* **Required work**: Can you quote the full listing below word for word, every line of it?

---------- Excerpted records

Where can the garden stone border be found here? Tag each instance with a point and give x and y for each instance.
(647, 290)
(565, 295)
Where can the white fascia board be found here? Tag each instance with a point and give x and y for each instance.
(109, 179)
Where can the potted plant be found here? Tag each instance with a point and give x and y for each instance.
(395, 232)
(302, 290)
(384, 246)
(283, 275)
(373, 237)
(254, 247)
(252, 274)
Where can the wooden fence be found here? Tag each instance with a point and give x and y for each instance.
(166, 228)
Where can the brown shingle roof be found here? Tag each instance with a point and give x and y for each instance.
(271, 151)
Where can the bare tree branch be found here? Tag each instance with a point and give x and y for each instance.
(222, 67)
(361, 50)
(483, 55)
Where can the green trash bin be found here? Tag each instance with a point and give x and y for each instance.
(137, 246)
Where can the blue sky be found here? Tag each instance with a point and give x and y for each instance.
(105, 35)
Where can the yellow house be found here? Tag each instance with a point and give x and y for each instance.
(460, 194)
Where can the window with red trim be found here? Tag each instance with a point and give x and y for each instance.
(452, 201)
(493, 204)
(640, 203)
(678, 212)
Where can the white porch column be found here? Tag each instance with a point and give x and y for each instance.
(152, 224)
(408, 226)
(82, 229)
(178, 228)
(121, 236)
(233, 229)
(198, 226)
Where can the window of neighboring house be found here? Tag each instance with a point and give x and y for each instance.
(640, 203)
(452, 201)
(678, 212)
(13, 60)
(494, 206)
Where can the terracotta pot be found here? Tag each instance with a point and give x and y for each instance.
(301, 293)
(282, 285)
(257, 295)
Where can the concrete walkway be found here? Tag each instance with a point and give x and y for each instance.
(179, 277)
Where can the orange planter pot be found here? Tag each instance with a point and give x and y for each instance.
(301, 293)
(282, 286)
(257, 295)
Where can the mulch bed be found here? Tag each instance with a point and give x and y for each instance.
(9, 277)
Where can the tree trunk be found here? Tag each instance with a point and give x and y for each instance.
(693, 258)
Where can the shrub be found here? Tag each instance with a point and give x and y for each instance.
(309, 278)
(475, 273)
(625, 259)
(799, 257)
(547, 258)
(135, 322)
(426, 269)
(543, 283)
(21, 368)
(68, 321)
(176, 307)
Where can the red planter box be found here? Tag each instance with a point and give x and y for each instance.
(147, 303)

--------------------

* **Written reply**:
Where can the garden stone border be found here? Tag each instance with a point and give x and y for each instance.
(647, 290)
(565, 295)
Where can the white fascia board be found here? Tag each instance with a point and give x and y for each instance.
(109, 179)
Where can the potted plant be found here? Tag each instance with a point and give x and y for each instance.
(395, 232)
(302, 290)
(384, 246)
(283, 275)
(373, 237)
(254, 247)
(252, 274)
Where can the wooden fence be found here? Tag each instance with a point and give x and y for each instance.
(166, 228)
Where can the brown shingle roof be found here? Tag each instance with a point and give x and y for each instance.
(271, 151)
Where can the bare tree branch be found here? Tag each instance with a point and give x and y for each instance.
(222, 67)
(361, 50)
(483, 55)
Where can the green trash bin be found here? Tag each instance with a point and give x and y for each instance.
(137, 246)
Where can the blue sky be found here? Tag each instance with a point and give x and y for each instance.
(105, 35)
Where can the yellow house be found here? Tag each instance with a point and give x and y for each instance.
(460, 194)
Where can the window with red trim be found here? Tag each instance with a point and give x and y for each instance.
(452, 201)
(493, 204)
(640, 203)
(678, 212)
Where can the white porch column be found here? Tag each instance with a point and give x and y for each instance.
(152, 224)
(408, 226)
(82, 229)
(178, 228)
(121, 236)
(233, 229)
(198, 226)
Where can the window of neighboring house be found here? Tag each instance with a point and give x and y for each instance.
(640, 203)
(452, 201)
(678, 212)
(13, 60)
(494, 206)
Where can the terracotta pot be found here? Tag each instance with a point and give x and y for each instance.
(301, 293)
(282, 285)
(257, 295)
Where can the concrete walkway be found here? Tag each instance with a point and give x and y for each instance.
(179, 277)
Where can the orange planter pot be found here? Tag each instance with a point and give x and y for each instance.
(301, 293)
(282, 286)
(257, 295)
Where can the mulch bed be found here? Tag each instance with a point and give x and y for each instance.
(9, 277)
Where can the tree trunk be found here? Tag each instance with a point and give x and y for each instance.
(693, 258)
Where can the shrub be found here? Tag each instance with a point and give x and y for each instance.
(309, 278)
(475, 273)
(625, 259)
(799, 257)
(547, 258)
(135, 322)
(426, 269)
(543, 283)
(21, 368)
(68, 321)
(176, 307)
Where can the red planter box be found here? Tag each instance with a point and give x and y for each instance.
(147, 303)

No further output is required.